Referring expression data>
====
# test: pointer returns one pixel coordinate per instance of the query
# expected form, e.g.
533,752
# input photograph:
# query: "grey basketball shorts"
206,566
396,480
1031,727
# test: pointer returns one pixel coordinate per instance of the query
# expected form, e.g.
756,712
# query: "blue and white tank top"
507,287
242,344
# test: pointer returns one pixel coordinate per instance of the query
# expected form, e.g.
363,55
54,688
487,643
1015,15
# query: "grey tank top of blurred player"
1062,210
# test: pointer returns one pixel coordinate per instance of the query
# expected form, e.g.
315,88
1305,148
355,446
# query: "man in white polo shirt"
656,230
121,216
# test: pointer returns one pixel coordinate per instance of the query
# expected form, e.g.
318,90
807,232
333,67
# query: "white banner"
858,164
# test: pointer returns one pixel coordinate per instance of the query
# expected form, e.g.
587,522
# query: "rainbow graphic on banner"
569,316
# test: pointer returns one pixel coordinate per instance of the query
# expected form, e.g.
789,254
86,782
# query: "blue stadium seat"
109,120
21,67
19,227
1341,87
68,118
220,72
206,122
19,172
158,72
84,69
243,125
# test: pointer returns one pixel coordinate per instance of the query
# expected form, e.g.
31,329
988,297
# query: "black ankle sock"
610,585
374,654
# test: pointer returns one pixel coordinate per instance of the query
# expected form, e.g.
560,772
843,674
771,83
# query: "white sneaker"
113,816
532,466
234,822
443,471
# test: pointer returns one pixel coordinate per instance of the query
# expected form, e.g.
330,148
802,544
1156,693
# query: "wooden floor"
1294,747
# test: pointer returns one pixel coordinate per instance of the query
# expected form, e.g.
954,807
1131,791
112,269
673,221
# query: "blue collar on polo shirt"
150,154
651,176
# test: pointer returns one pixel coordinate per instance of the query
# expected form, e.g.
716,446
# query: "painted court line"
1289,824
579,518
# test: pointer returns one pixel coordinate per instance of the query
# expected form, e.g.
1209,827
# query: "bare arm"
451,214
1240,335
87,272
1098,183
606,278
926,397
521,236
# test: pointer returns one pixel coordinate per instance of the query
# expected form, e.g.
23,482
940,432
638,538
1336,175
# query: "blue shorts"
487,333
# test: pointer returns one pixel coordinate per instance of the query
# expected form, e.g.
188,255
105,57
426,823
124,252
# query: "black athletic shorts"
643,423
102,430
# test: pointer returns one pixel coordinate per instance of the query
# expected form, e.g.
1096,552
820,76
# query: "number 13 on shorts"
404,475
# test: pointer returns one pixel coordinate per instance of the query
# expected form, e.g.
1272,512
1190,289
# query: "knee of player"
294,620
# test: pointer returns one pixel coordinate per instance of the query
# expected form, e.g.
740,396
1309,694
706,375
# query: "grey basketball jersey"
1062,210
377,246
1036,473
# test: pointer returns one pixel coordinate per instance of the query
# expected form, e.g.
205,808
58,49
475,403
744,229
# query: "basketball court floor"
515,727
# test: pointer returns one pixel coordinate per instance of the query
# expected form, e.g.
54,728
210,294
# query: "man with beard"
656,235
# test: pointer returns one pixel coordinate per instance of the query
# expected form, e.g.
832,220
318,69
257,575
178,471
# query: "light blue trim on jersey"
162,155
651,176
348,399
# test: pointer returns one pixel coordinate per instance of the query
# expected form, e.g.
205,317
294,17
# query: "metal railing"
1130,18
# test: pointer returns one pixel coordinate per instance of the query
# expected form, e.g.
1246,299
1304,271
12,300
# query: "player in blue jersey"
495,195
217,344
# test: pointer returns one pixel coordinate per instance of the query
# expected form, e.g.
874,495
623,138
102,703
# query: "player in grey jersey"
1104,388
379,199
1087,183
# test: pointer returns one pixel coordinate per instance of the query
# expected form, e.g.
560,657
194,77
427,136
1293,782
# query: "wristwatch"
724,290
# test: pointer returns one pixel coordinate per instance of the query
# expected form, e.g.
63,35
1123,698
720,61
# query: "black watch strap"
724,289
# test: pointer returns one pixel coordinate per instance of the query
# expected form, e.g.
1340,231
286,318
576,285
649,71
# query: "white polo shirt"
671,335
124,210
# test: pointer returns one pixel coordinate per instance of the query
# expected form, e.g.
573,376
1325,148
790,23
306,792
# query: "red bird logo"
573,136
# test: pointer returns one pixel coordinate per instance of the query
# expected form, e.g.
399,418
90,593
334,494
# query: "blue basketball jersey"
====
Work item> The full data, repeated exactly, is the only acceptable output.

Completed exercise>
# test: pointer returns one pixel coordinate per instance of the query
# expected form, e.g.
533,752
# input photograph:
# query: "grey basketball shorts"
206,566
396,480
1031,727
# test: pointer returns one pixel coordinate per instance of the query
# expected form, e.g.
756,712
# query: "blue and white tank top"
507,287
242,344
# test: pointer returns one pixel coordinate per instance of the query
# expected form, e.g.
363,55
54,688
487,643
1015,15
# query: "grey tank top of blurred player"
1062,210
# test: pointer returns one pixel coordinate per instance of the query
# expected form, e.g.
315,88
1305,148
355,446
# query: "man in white polo shirt"
656,230
121,216
# test: pointer returns one pixel coordinate per instance of the query
# expected form, e.g.
318,90
807,232
333,67
# query: "white banner"
858,164
# test: pointer returns one pixel coordinate per instance of the query
# expected form, e.g.
587,522
# query: "rainbow graphic on banner"
569,316
# test: pointer returns one pixel coordinate per instance of the query
# expected form, e.g.
789,254
86,782
# query: "blue stadium seat"
109,120
21,67
19,227
1341,87
68,118
220,72
206,122
19,172
158,72
84,69
243,125
# test: pointer returns one pixel coordinate per instance of the query
# expected form, e.g.
31,329
988,297
# query: "black ankle sock"
610,585
374,654
# test: pointer returns one pixel coordinate per instance of the query
# expected form, e.g.
560,772
843,674
771,83
# query: "white sneaker"
113,816
532,466
234,822
443,471
# test: pointer returns one pixel coordinate per instance of the query
# expected form, e.g.
330,148
802,544
1156,693
# query: "wooden floor"
1294,747
# test: pointer returns one pixel coordinate per instance of the query
# expected form, e.g.
954,807
1131,791
112,269
673,221
# query: "blue collar on polo shirt"
150,154
651,176
# test: pointer returns one pixel coordinate per instance of the query
# expected form, e.g.
716,446
# query: "painted court line"
1289,824
579,518
# test: pointer returns one pixel coordinate per instance of the query
# expected form, e.g.
1209,827
# query: "bare arm"
451,214
1240,335
87,272
1098,183
606,278
926,397
521,236
# test: pointer returns one pixel coordinate per instance of the query
# expected form, e.g.
23,482
940,432
638,538
1336,175
# query: "blue shorts"
487,333
# test: pointer returns one pixel coordinate per instance of the query
# expected form, e.g.
188,255
105,57
426,823
124,252
# query: "black athletic shorts"
643,423
102,430
# test: pointer returns one pixel coordinate per instance of the query
# expected form, e.g.
1096,552
820,76
# query: "number 13 on shorts"
404,475
# test: pointer returns one pixel coordinate per instance of the query
# expected form, e.g.
1272,512
1190,289
# query: "knee of player"
294,620
# test: pointer returns one pixel coordinate per instance of the query
# expected form, e.g.
740,396
1309,694
706,375
# query: "grey basketball jersey"
1062,210
377,246
1036,473
# test: pointer returns one pixel coordinate per instance of the query
# expected form, e.g.
205,808
58,49
475,403
744,229
# query: "basketball court floor"
515,727
# test: pointer returns one pixel coordinate per instance of the query
# expected form, e.g.
54,728
210,294
# query: "man with beard"
656,235
# test: pointer returns one pixel coordinate per instance of the query
# expected form, e.g.
832,220
318,69
257,575
178,471
# query: "light blue trim on jersey"
162,155
651,176
348,399
# test: pointer returns one pixel coordinate per instance of the query
# expected form, e.g.
205,317
294,17
# query: "metal railing"
1130,18
# test: pointer returns one pixel coordinate per instance of the query
# expected form, e.g.
1246,299
1304,271
12,300
# query: "player in blue jersey"
495,195
217,344
# test: pointer returns one pixel coordinate per instance of the query
# expected form, e.g.
874,495
623,138
102,703
# query: "player in grey jersey"
1104,388
379,199
1087,183
# test: pointer returns one pixel coordinate per instance of the query
# expected form, e.g.
560,657
194,77
427,136
1293,782
# query: "wristwatch"
724,290
# test: pointer returns one pixel coordinate per instance of the query
# expected form, e.g.
63,35
1123,698
720,61
# query: "black watch strap"
724,289
# test: pointer returns one pixel coordinate per instance of the query
# expected form, e.g.
1340,231
286,318
576,285
649,71
# query: "white polo shirt"
671,335
124,210
# test: pointer returns one pixel coordinate per instance of the query
# expected form, e.g.
573,376
1325,148
790,23
306,792
# query: "red bird logo"
573,136
# test: pointer returns one pixel coordinate per instance of the query
# expected form, e.g.
399,418
90,593
334,494
# query: "blue basketball jersey"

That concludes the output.